(Saved entries)
────

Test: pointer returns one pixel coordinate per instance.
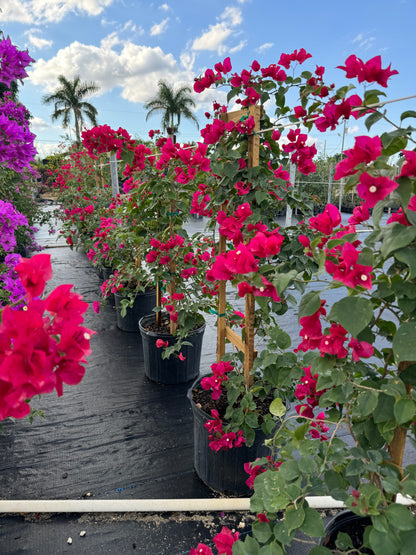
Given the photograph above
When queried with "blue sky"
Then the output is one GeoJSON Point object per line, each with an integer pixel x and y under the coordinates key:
{"type": "Point", "coordinates": [126, 46]}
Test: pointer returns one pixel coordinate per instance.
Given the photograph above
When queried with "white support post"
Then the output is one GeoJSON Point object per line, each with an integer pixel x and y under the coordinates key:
{"type": "Point", "coordinates": [114, 174]}
{"type": "Point", "coordinates": [288, 221]}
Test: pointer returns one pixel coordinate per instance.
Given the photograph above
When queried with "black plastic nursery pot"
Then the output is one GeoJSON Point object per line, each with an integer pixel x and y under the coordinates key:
{"type": "Point", "coordinates": [143, 304]}
{"type": "Point", "coordinates": [222, 471]}
{"type": "Point", "coordinates": [351, 524]}
{"type": "Point", "coordinates": [170, 370]}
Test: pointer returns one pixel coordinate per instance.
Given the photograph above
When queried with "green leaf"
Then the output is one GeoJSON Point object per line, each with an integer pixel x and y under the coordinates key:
{"type": "Point", "coordinates": [400, 517]}
{"type": "Point", "coordinates": [408, 257]}
{"type": "Point", "coordinates": [294, 518]}
{"type": "Point", "coordinates": [409, 375]}
{"type": "Point", "coordinates": [395, 237]}
{"type": "Point", "coordinates": [320, 550]}
{"type": "Point", "coordinates": [247, 547]}
{"type": "Point", "coordinates": [404, 344]}
{"type": "Point", "coordinates": [271, 549]}
{"type": "Point", "coordinates": [408, 114]}
{"type": "Point", "coordinates": [277, 407]}
{"type": "Point", "coordinates": [353, 313]}
{"type": "Point", "coordinates": [309, 304]}
{"type": "Point", "coordinates": [372, 119]}
{"type": "Point", "coordinates": [282, 281]}
{"type": "Point", "coordinates": [384, 543]}
{"type": "Point", "coordinates": [385, 408]}
{"type": "Point", "coordinates": [367, 402]}
{"type": "Point", "coordinates": [306, 465]}
{"type": "Point", "coordinates": [312, 525]}
{"type": "Point", "coordinates": [404, 410]}
{"type": "Point", "coordinates": [262, 531]}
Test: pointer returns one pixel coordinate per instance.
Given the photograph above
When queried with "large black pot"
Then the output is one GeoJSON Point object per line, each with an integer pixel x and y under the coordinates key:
{"type": "Point", "coordinates": [351, 524]}
{"type": "Point", "coordinates": [143, 304]}
{"type": "Point", "coordinates": [222, 471]}
{"type": "Point", "coordinates": [170, 370]}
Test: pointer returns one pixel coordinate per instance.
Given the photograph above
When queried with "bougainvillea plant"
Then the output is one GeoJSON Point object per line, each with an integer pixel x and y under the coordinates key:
{"type": "Point", "coordinates": [43, 345]}
{"type": "Point", "coordinates": [355, 397]}
{"type": "Point", "coordinates": [158, 186]}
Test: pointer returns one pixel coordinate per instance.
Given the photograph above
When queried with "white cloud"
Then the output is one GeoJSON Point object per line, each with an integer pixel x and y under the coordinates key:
{"type": "Point", "coordinates": [46, 149]}
{"type": "Point", "coordinates": [353, 130]}
{"type": "Point", "coordinates": [264, 47]}
{"type": "Point", "coordinates": [136, 69]}
{"type": "Point", "coordinates": [38, 124]}
{"type": "Point", "coordinates": [109, 41]}
{"type": "Point", "coordinates": [216, 35]}
{"type": "Point", "coordinates": [159, 28]}
{"type": "Point", "coordinates": [42, 11]}
{"type": "Point", "coordinates": [238, 47]}
{"type": "Point", "coordinates": [37, 42]}
{"type": "Point", "coordinates": [364, 41]}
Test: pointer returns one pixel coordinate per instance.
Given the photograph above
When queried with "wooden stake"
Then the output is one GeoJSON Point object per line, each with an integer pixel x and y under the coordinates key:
{"type": "Point", "coordinates": [224, 332]}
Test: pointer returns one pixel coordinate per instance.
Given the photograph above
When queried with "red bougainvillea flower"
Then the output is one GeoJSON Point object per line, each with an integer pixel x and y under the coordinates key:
{"type": "Point", "coordinates": [34, 273]}
{"type": "Point", "coordinates": [360, 349]}
{"type": "Point", "coordinates": [359, 214]}
{"type": "Point", "coordinates": [333, 344]}
{"type": "Point", "coordinates": [327, 221]}
{"type": "Point", "coordinates": [400, 216]}
{"type": "Point", "coordinates": [160, 343]}
{"type": "Point", "coordinates": [346, 269]}
{"type": "Point", "coordinates": [224, 541]}
{"type": "Point", "coordinates": [409, 167]}
{"type": "Point", "coordinates": [365, 150]}
{"type": "Point", "coordinates": [370, 71]}
{"type": "Point", "coordinates": [266, 244]}
{"type": "Point", "coordinates": [373, 189]}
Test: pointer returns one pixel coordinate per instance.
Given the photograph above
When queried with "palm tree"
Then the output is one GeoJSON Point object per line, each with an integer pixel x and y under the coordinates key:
{"type": "Point", "coordinates": [69, 98]}
{"type": "Point", "coordinates": [173, 105]}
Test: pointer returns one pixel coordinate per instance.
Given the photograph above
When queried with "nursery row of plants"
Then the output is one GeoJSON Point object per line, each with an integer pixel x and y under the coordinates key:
{"type": "Point", "coordinates": [354, 367]}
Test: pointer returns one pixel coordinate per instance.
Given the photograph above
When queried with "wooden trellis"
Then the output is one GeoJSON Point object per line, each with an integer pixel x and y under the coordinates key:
{"type": "Point", "coordinates": [224, 332]}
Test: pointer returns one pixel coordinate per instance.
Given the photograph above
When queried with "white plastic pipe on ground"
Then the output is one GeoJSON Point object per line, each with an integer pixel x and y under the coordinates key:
{"type": "Point", "coordinates": [152, 505]}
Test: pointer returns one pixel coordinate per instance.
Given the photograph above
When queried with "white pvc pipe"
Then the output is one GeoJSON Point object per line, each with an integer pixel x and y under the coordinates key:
{"type": "Point", "coordinates": [153, 505]}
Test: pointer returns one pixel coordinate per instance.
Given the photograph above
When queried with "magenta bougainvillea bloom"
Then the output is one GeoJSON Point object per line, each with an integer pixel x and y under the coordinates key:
{"type": "Point", "coordinates": [344, 267]}
{"type": "Point", "coordinates": [12, 62]}
{"type": "Point", "coordinates": [359, 214]}
{"type": "Point", "coordinates": [409, 167]}
{"type": "Point", "coordinates": [373, 189]}
{"type": "Point", "coordinates": [370, 71]}
{"type": "Point", "coordinates": [224, 541]}
{"type": "Point", "coordinates": [360, 349]}
{"type": "Point", "coordinates": [365, 150]}
{"type": "Point", "coordinates": [34, 273]}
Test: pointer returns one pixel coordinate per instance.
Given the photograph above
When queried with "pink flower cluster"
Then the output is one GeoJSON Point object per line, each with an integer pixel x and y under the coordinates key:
{"type": "Point", "coordinates": [306, 390]}
{"type": "Point", "coordinates": [104, 139]}
{"type": "Point", "coordinates": [223, 542]}
{"type": "Point", "coordinates": [218, 438]}
{"type": "Point", "coordinates": [43, 345]}
{"type": "Point", "coordinates": [244, 258]}
{"type": "Point", "coordinates": [12, 62]}
{"type": "Point", "coordinates": [370, 71]}
{"type": "Point", "coordinates": [331, 343]}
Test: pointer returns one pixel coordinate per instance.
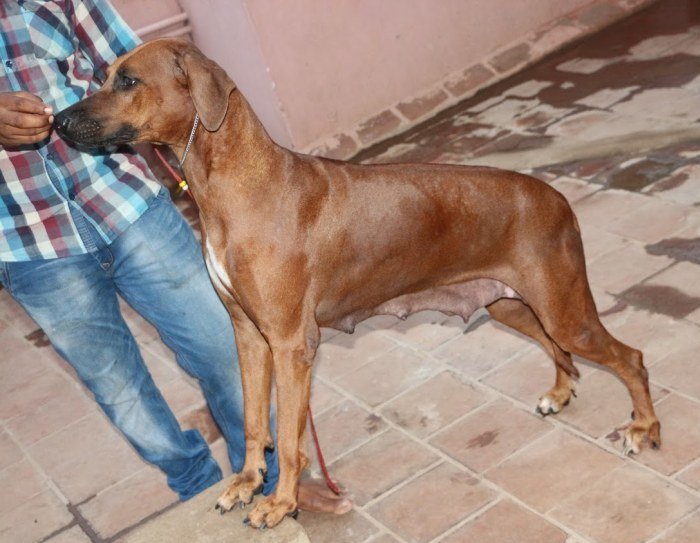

────

[Activity] Your copy of the entries above must be exact and must not include pictures.

[Exercise response]
Test: pointer returns one pixel coordinate per instance.
Given the photograph above
When queried with "blue sky"
Then the output is one GeoJSON Point object per line, each with an integer pixel x and y under the coordinates key:
{"type": "Point", "coordinates": [126, 46]}
Test: pointer returns one pixel coordinate per instance.
Given the photograph above
When queried with "white support post"
Then the output is one GeoJSON Point object per line, each with an integer pixel x and y under the coordinates key:
{"type": "Point", "coordinates": [114, 174]}
{"type": "Point", "coordinates": [288, 221]}
Test: pointer returns one pixel coordinate per instance.
Given the photograph above
When queried with "black plastic nursery pot"
Then the output is one GeoJSON Point object per line, each with an integer pixel x and y under the coordinates key:
{"type": "Point", "coordinates": [143, 304]}
{"type": "Point", "coordinates": [222, 471]}
{"type": "Point", "coordinates": [351, 524]}
{"type": "Point", "coordinates": [170, 370]}
Test: pointer returns one pixel coordinate per instance.
Given the photograph above
When queried with "green leaf"
Then the output is one GeoJSON Point object per line, each with an integer pixel x and y under the coordinates key:
{"type": "Point", "coordinates": [400, 517]}
{"type": "Point", "coordinates": [408, 257]}
{"type": "Point", "coordinates": [294, 518]}
{"type": "Point", "coordinates": [409, 375]}
{"type": "Point", "coordinates": [395, 237]}
{"type": "Point", "coordinates": [320, 550]}
{"type": "Point", "coordinates": [247, 547]}
{"type": "Point", "coordinates": [404, 344]}
{"type": "Point", "coordinates": [271, 549]}
{"type": "Point", "coordinates": [408, 114]}
{"type": "Point", "coordinates": [277, 407]}
{"type": "Point", "coordinates": [353, 313]}
{"type": "Point", "coordinates": [309, 304]}
{"type": "Point", "coordinates": [372, 119]}
{"type": "Point", "coordinates": [282, 281]}
{"type": "Point", "coordinates": [384, 543]}
{"type": "Point", "coordinates": [385, 408]}
{"type": "Point", "coordinates": [367, 402]}
{"type": "Point", "coordinates": [306, 465]}
{"type": "Point", "coordinates": [312, 525]}
{"type": "Point", "coordinates": [404, 410]}
{"type": "Point", "coordinates": [262, 531]}
Test: pointer returns one pixel coordinate per instance.
Given the photograph above
When queried with "large black pot"
Then the output is one GeoJSON Point object per line, each with an integer pixel x and y under the coordinates key:
{"type": "Point", "coordinates": [351, 524]}
{"type": "Point", "coordinates": [143, 304]}
{"type": "Point", "coordinates": [222, 471]}
{"type": "Point", "coordinates": [170, 370]}
Test: pointer returns one pixel coordinate per instance.
Given the photograph above
When queried with "bougainvillea plant"
Then the output is one GeoJSON Point object per line, each with an integer pixel x and y under the coordinates key:
{"type": "Point", "coordinates": [43, 345]}
{"type": "Point", "coordinates": [355, 397]}
{"type": "Point", "coordinates": [158, 186]}
Test: pointer returns one pixel coordinate per instance.
Given the photograph above
When queried with "white cloud"
Then the output is one GeoJSON Point object per line, each with an integer pixel x and y under the coordinates key:
{"type": "Point", "coordinates": [46, 149]}
{"type": "Point", "coordinates": [353, 130]}
{"type": "Point", "coordinates": [264, 47]}
{"type": "Point", "coordinates": [136, 69]}
{"type": "Point", "coordinates": [38, 124]}
{"type": "Point", "coordinates": [109, 41]}
{"type": "Point", "coordinates": [216, 35]}
{"type": "Point", "coordinates": [159, 28]}
{"type": "Point", "coordinates": [42, 11]}
{"type": "Point", "coordinates": [238, 47]}
{"type": "Point", "coordinates": [37, 42]}
{"type": "Point", "coordinates": [364, 41]}
Test: pointer returns one pixel coordinate per instance.
Given the photograph above
When queried with "wooden stake"
Then the output is one GeoJSON Point object per line, each with an integer pixel x and y under the coordinates key:
{"type": "Point", "coordinates": [224, 332]}
Test: pointer returns one pixel coordinate per instance.
Given the photograph above
When queried with "red bougainvillea flower"
Then the output is one GeoJSON Point object per line, each with an integer pixel x and y under the coordinates key:
{"type": "Point", "coordinates": [34, 273]}
{"type": "Point", "coordinates": [360, 349]}
{"type": "Point", "coordinates": [359, 214]}
{"type": "Point", "coordinates": [333, 344]}
{"type": "Point", "coordinates": [327, 221]}
{"type": "Point", "coordinates": [400, 216]}
{"type": "Point", "coordinates": [160, 343]}
{"type": "Point", "coordinates": [346, 269]}
{"type": "Point", "coordinates": [224, 541]}
{"type": "Point", "coordinates": [409, 167]}
{"type": "Point", "coordinates": [365, 150]}
{"type": "Point", "coordinates": [370, 71]}
{"type": "Point", "coordinates": [266, 244]}
{"type": "Point", "coordinates": [373, 189]}
Test: pointer returns one pixel coordinate per instance.
Given the photograph above
When queried with "palm tree"
Then the output is one GeoJSON Point object per line, each with an integer pixel x and y under the coordinates key:
{"type": "Point", "coordinates": [69, 98]}
{"type": "Point", "coordinates": [173, 105]}
Test: pointer returns one pixel coordinate per instance.
Given the photograph above
When queried with "nursery row of plants"
Then the output is one GeoJSON Point object per line, each with an integer pixel x and y under the coordinates key:
{"type": "Point", "coordinates": [354, 367]}
Test: pointer returns one pixel coordinate per instance.
Given the photograph above
When queried with "wooden trellis"
Then the output is one GeoJSON Point object per line, each with an integer pixel x and y under the coordinates key:
{"type": "Point", "coordinates": [224, 332]}
Test: pointer returns one pixel coordinate per instance.
Given the photograph above
When queried with "white plastic pipe on ground"
Then the output is one GeoJSON Point object per line, each with an integer pixel x and y under the coordinates key:
{"type": "Point", "coordinates": [152, 505]}
Test: pointer returns one pixel coordinate per instance.
Given the photograph above
When queried with "white pvc pipe"
Then the output is one GeoJSON Point object per line, each with an integer pixel x and y under the coordinates key:
{"type": "Point", "coordinates": [153, 505]}
Test: pointer returns one pixel coordinate per instance.
Given the photograph above
When queried with "magenta bougainvillea bloom"
Then the output is one GeoJSON Point object per line, each with an integer pixel x and y under the coordinates key:
{"type": "Point", "coordinates": [344, 267]}
{"type": "Point", "coordinates": [12, 62]}
{"type": "Point", "coordinates": [359, 214]}
{"type": "Point", "coordinates": [409, 167]}
{"type": "Point", "coordinates": [373, 189]}
{"type": "Point", "coordinates": [370, 71]}
{"type": "Point", "coordinates": [224, 541]}
{"type": "Point", "coordinates": [360, 349]}
{"type": "Point", "coordinates": [365, 150]}
{"type": "Point", "coordinates": [34, 273]}
Test: pointer returns one pixel coordinate per instance.
Given the photograph above
When queried with "pink flower cluster"
Then the output is one GeoJSON Point object per line, each with an integer pixel x and y under the coordinates key:
{"type": "Point", "coordinates": [306, 390]}
{"type": "Point", "coordinates": [104, 139]}
{"type": "Point", "coordinates": [223, 542]}
{"type": "Point", "coordinates": [218, 438]}
{"type": "Point", "coordinates": [43, 345]}
{"type": "Point", "coordinates": [244, 258]}
{"type": "Point", "coordinates": [12, 62]}
{"type": "Point", "coordinates": [370, 71]}
{"type": "Point", "coordinates": [331, 343]}
Test: pointer returns one pixel coordinate per instance.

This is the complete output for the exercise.